(Dataset lines on where objects appear)

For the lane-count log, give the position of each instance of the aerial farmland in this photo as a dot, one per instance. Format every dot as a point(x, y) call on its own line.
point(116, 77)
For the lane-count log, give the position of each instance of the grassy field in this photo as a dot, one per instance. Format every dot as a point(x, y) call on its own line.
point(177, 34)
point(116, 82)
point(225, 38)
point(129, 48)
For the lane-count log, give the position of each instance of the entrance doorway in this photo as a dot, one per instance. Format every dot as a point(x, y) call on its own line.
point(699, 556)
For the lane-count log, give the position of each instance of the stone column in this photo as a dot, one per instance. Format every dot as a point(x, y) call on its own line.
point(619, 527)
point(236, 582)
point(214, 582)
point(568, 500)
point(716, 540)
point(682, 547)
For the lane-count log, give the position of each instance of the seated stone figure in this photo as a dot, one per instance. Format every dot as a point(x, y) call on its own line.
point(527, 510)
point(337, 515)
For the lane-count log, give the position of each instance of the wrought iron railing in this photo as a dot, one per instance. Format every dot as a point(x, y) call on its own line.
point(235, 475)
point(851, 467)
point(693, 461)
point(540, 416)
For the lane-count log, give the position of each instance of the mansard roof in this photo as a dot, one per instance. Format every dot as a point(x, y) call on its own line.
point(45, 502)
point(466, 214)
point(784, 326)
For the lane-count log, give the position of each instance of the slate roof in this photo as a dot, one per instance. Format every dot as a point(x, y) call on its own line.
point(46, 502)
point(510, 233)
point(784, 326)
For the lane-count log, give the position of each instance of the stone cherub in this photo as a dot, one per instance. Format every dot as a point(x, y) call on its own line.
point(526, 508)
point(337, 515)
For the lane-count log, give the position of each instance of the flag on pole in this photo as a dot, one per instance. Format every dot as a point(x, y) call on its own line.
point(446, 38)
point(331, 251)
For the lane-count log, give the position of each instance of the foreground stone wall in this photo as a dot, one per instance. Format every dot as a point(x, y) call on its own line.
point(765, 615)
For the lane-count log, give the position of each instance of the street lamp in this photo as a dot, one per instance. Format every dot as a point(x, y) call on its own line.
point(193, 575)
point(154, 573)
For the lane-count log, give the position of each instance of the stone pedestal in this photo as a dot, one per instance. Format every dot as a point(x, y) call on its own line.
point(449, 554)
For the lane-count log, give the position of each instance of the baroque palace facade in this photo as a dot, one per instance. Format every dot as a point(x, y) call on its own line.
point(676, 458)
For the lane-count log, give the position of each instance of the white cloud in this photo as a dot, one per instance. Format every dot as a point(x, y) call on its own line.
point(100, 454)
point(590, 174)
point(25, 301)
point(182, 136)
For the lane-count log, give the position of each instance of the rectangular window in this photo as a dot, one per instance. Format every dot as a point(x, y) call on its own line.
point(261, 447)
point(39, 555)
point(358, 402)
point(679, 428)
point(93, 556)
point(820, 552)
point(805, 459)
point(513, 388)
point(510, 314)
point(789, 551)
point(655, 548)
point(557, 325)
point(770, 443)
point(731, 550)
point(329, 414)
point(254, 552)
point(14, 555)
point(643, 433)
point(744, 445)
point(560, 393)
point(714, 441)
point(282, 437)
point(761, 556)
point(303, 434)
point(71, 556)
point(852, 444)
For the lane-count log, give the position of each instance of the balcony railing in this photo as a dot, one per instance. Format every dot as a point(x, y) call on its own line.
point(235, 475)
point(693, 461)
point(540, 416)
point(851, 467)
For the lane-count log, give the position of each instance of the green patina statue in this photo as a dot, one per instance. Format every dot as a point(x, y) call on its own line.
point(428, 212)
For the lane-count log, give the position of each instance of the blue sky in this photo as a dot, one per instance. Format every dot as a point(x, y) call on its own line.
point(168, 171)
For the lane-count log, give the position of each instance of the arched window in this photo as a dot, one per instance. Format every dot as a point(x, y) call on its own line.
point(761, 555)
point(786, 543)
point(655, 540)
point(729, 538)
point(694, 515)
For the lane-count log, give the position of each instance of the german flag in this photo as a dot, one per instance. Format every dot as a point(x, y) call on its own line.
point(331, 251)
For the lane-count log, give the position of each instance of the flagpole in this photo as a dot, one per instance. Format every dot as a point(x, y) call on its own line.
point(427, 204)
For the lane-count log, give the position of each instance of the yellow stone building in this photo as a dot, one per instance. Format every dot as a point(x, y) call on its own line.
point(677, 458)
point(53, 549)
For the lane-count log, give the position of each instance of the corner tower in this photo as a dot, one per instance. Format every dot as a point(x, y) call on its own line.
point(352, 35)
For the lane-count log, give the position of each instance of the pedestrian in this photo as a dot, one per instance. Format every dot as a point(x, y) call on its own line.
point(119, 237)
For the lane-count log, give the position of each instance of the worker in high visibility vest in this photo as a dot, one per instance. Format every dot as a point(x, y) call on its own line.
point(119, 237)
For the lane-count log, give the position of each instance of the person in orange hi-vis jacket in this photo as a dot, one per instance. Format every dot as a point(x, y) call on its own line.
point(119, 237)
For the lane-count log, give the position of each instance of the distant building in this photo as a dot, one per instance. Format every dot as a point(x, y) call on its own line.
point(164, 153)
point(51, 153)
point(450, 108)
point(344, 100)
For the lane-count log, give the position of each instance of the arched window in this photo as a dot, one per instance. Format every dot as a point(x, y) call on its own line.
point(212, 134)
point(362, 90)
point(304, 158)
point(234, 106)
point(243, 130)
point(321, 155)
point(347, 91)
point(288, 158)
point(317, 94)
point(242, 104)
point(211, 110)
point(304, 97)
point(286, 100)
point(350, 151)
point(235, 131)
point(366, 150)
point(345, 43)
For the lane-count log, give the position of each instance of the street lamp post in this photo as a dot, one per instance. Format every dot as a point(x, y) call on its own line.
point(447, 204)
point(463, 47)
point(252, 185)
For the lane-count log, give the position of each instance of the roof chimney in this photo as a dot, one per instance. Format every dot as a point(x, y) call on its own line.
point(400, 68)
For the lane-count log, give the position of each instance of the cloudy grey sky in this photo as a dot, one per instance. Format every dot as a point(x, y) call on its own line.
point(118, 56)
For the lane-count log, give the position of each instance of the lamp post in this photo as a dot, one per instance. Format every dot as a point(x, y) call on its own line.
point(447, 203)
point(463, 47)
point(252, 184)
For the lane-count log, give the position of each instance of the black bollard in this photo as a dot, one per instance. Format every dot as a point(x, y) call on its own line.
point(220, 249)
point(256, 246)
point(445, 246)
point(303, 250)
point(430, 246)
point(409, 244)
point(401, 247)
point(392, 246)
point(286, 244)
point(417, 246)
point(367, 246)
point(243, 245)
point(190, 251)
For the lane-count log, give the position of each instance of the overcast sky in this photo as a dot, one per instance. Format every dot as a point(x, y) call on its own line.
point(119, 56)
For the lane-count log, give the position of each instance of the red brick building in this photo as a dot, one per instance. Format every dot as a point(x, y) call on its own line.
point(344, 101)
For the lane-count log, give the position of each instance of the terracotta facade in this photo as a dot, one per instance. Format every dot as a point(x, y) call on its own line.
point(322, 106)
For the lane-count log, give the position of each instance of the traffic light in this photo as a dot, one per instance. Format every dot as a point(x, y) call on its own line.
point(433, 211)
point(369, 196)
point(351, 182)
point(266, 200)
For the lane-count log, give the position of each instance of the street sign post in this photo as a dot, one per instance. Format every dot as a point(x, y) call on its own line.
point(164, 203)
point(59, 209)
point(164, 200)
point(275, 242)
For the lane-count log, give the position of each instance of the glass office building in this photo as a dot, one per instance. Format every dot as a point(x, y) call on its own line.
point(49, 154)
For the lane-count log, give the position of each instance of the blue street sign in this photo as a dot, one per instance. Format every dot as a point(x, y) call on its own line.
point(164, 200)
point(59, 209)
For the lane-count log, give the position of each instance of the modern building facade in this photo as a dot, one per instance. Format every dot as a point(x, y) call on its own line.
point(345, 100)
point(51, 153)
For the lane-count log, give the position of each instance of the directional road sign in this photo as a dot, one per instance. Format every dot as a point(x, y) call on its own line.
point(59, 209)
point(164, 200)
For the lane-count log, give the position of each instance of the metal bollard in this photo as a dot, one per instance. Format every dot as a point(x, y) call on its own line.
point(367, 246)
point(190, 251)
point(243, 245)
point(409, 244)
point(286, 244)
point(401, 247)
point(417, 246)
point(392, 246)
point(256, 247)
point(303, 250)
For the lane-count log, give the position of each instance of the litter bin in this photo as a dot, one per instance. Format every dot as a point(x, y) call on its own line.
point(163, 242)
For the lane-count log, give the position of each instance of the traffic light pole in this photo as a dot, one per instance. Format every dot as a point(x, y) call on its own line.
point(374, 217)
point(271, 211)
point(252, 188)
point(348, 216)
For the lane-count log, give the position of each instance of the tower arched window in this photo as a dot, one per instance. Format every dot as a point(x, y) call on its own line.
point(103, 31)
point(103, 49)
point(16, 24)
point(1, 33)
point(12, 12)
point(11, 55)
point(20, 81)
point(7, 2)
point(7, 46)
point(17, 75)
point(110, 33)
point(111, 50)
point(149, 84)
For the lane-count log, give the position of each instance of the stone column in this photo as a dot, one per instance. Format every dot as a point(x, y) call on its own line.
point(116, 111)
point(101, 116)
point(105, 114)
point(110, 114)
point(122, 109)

GOAL:
Rewrite the lines from the line with "of the lamp" up to and including the line with "point(252, 184)", keeping the request text unchanged. Multiply every x and y coordinate in the answer points by 0.25 and round each to a whole number, with halves rounded up.

COMPLETE ANSWER:
For the lane-count log, give the position of each instance of the lamp post in this photo as a dot, one per instance. Format every dot as a point(x, y) call on its own line.
point(112, 51)
point(116, 12)
point(63, 46)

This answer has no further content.